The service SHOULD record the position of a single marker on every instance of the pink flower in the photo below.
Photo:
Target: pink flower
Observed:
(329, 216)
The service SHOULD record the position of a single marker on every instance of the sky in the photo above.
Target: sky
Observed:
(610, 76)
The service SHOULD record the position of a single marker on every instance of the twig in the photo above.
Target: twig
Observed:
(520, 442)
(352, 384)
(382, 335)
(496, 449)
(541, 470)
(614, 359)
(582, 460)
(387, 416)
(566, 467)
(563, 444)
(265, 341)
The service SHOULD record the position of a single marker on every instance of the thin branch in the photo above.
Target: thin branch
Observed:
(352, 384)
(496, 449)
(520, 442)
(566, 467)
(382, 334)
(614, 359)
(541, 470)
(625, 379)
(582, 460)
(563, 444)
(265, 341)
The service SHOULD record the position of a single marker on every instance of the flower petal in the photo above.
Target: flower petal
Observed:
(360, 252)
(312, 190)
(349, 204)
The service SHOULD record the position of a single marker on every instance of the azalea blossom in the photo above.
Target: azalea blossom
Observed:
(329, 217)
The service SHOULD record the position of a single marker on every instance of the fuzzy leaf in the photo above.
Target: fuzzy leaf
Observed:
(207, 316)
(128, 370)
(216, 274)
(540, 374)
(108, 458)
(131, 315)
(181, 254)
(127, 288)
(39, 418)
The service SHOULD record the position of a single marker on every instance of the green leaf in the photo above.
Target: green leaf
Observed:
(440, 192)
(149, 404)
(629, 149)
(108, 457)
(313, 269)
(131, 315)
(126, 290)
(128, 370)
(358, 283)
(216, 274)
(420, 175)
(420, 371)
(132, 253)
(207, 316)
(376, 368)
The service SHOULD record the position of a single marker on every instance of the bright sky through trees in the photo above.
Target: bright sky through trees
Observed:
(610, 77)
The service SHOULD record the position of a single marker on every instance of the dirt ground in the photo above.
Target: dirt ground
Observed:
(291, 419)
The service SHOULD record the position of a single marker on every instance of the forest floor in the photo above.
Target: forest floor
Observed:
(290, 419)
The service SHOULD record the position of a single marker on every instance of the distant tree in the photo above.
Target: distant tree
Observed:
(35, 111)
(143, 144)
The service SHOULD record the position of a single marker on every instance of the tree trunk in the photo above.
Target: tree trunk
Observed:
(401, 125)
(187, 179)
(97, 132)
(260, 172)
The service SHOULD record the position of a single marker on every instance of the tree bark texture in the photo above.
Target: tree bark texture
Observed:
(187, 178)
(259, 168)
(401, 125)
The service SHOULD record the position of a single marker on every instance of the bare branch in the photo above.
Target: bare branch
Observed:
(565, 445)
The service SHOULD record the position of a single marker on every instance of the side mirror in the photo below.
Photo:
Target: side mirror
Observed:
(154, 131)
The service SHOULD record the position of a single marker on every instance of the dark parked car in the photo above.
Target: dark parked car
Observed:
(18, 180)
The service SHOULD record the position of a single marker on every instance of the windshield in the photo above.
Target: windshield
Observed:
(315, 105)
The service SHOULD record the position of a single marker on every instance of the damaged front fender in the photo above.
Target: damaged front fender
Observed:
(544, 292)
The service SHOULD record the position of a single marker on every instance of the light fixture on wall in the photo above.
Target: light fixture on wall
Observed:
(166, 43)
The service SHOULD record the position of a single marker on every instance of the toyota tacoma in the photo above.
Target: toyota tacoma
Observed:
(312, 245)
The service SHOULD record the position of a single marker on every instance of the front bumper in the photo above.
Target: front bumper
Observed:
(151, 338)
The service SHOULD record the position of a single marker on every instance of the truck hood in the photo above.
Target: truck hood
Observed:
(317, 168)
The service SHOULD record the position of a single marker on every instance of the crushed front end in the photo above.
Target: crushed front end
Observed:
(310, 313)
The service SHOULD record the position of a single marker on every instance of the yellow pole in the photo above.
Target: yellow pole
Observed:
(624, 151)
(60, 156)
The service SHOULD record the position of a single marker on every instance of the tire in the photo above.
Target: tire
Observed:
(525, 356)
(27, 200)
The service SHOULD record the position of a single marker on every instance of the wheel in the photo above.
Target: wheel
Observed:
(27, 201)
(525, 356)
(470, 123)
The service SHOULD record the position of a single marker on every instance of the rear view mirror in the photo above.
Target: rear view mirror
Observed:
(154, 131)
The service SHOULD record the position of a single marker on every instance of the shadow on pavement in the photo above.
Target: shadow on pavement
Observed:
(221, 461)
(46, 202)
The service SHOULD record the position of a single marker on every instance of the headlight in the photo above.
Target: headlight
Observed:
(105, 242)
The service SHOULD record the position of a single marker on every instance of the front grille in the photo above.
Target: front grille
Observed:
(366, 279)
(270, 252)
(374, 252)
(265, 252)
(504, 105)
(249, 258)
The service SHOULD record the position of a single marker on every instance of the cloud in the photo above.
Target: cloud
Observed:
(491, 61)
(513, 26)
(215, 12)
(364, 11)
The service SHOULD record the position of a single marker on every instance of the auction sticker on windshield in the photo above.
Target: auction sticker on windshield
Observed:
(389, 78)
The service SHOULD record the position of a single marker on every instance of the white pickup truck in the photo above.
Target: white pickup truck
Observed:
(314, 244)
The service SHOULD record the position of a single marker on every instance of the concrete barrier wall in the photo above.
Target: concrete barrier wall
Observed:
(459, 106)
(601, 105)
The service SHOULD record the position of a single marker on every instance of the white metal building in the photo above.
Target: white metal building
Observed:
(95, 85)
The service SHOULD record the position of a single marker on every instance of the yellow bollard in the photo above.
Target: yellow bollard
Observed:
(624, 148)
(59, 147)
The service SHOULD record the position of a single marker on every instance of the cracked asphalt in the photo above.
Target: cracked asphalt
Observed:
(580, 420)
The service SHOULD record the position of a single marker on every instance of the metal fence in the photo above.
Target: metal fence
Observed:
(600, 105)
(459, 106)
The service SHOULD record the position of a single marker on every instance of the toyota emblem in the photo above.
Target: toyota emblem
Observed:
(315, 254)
########################################
Write out every line of the material again, exactly as it reads.

### Reply to the task:
The service SHOULD record the position of a single marker on every instance of the pink flower in the photo below.
Photo:
Target: pink flower
Observed:
(329, 216)
The service SHOULD record the position of a single marker on every instance of the sky in the photo above.
Target: sky
Observed:
(610, 76)
The service SHOULD record the position of a single marker on every instance of the twig in the photo above.
Target: twig
Observed:
(520, 442)
(352, 384)
(382, 335)
(496, 449)
(541, 470)
(614, 359)
(582, 460)
(387, 416)
(566, 467)
(563, 444)
(265, 341)
The service SHOULD record the position of a single marker on every instance of the thin branch in the photo above.
Target: thin branch
Observed:
(352, 384)
(496, 449)
(520, 442)
(566, 467)
(382, 334)
(614, 359)
(541, 470)
(625, 379)
(582, 460)
(563, 444)
(265, 341)
The service SHOULD record the position of a single marker on every instance of the flower petal in the photo above.
Target: flower petal
Observed:
(360, 252)
(312, 190)
(349, 204)
The service SHOULD record the position of a single marker on every instance of the azalea blossom in the photo above.
Target: azalea blossom
Observed:
(329, 217)
The service SHOULD record the position of a single marker on every instance of the fuzzy leaf in the photo above.
Target: fuzzy leaf
Observed:
(207, 316)
(128, 370)
(216, 274)
(540, 374)
(108, 458)
(131, 315)
(181, 254)
(127, 288)
(39, 418)
The service SHOULD record the position of a single marker on every instance of the green leaf in the photo above.
Target: green leaf
Observed:
(440, 192)
(149, 404)
(629, 149)
(108, 457)
(313, 269)
(131, 315)
(126, 290)
(128, 370)
(358, 283)
(216, 274)
(420, 175)
(420, 371)
(132, 253)
(207, 316)
(376, 368)
The service SHOULD record the position of a single marker on every instance of the bright sky through trees in the photo above.
Target: bright sky through trees
Observed:
(610, 77)
The service SHOULD record the position of a single marker on every instance of the dirt ground in the photo above.
Target: dirt ground
Observed:
(291, 419)
The service SHOULD record the position of a single marker on every instance of the forest floor in the photo above.
Target: forest floor
Observed:
(290, 419)
The service SHOULD record the position of a single marker on every instance of the distant tree in the photo above.
Target: distant tree
Observed:
(35, 111)
(143, 144)
The service SHOULD record the position of a single marker on every instance of the tree trunk in the photo above.
Target: tree trunk
Observed:
(401, 125)
(187, 179)
(97, 132)
(260, 172)
The service SHOULD record the position of a single marker on every instance of the tree bark texture in the photo above.
Target: tree bark texture
Observed:
(187, 178)
(259, 168)
(401, 125)
The service SHOULD record the position of a single marker on every instance of the bare branch in the photo above.
Target: bare branch
Observed:
(565, 445)
The service SHOULD record the position of a single marker on every instance of the side mirror in the photo below.
Photo:
Target: side mirror
Observed:
(154, 131)
The service SHOULD record the position of a single marker on every instance of the dark parked car in the photo above.
Target: dark parked car
Observed:
(18, 180)
The service SHOULD record the position of a single marker on every instance of the windshield in the photo above.
Target: windshield
Observed:
(315, 105)
The service SHOULD record the position of a single marker on every instance of the damaged front fender in the photo above.
Target: damaged front fender
Observed:
(544, 292)
The service SHOULD record the position of a single marker on every instance of the light fixture on wall in the photo above.
Target: light fixture on wall
Observed:
(166, 43)
The service SHOULD record the position of a single marker on every instance of the toyota tacoma in the photo above.
Target: toyota tacoma
Observed:
(312, 245)
The service SHOULD record the position of a single marker on every instance of the front bumper in the photo above.
Target: front bumper
Observed:
(151, 338)
The service SHOULD record the position of a single marker on every instance of the truck hood in the photo above.
Target: truck hood
Observed:
(317, 168)
The service SHOULD record the position of a single marker on every instance of the crushed front end in the photo above.
Target: crushed front end
Observed:
(310, 313)
The service SHOULD record the position of a single marker on every instance of the yellow pole in the photo above.
Target: yellow pole
Observed:
(624, 151)
(60, 156)
The service SHOULD record the position of a single marker on every instance of the tire in the photo above.
Target: tire
Observed:
(525, 356)
(27, 200)
The service SHOULD record the position of a single marker on every instance of the wheel in the photo above.
Target: wheel
Observed:
(27, 201)
(525, 356)
(470, 123)
The service SHOULD record the position of a single marker on every instance of the rear view mirror in the photo above.
Target: rear view mirror
Observed:
(154, 131)
The service SHOULD record the position of a single marker on every instance of the shadow on pavement in the photo above.
Target: shadow on pavement
Observed:
(221, 461)
(46, 202)
The service SHOULD record the position of a single marker on every instance of the headlight in the photo above.
Target: headlight
Observed:
(105, 242)
The service SHOULD record the position of a single marker on every instance of the front grille in the photo above.
Target: front grille
Observed:
(366, 279)
(270, 252)
(374, 252)
(265, 252)
(504, 105)
(249, 258)
The service SHOULD record the position of a single marker on every instance of the cloud in the photo above.
Target: cloud
Observed:
(491, 61)
(513, 26)
(215, 12)
(364, 11)
The service SHOULD record the position of a single marker on every instance of the auction sticker on windshield in the photo above.
Target: auction sticker on windshield
Observed:
(389, 78)
The service SHOULD record the position of a single marker on every instance of the white pickup truck in the photo above.
Target: white pickup truck
Observed:
(314, 244)
The service SHOULD record the position of a single marker on every instance of the concrete barrier wall in the photo above.
Target: concrete barrier wall
Observed:
(459, 106)
(601, 105)
The service SHOULD record the position of a single marker on every instance of the white metal building in the photo above.
Target: white metal building
Observed:
(95, 85)
The service SHOULD record the position of a single marker on every instance of the yellow bollard in the photo above.
Target: yellow bollard
Observed:
(624, 148)
(59, 147)
The service SHOULD record the position of a single marker on every instance of the cracked asphalt in the photo above.
Target: cracked asphalt
Observed:
(580, 420)
The service SHOULD record the position of a single marker on every instance of the metal fence in the photo above.
Target: metal fence
Observed:
(600, 105)
(459, 106)
The service SHOULD record the position of a single marker on every instance of the toyota emblem in the photo above.
Target: toyota emblem
Observed:
(315, 254)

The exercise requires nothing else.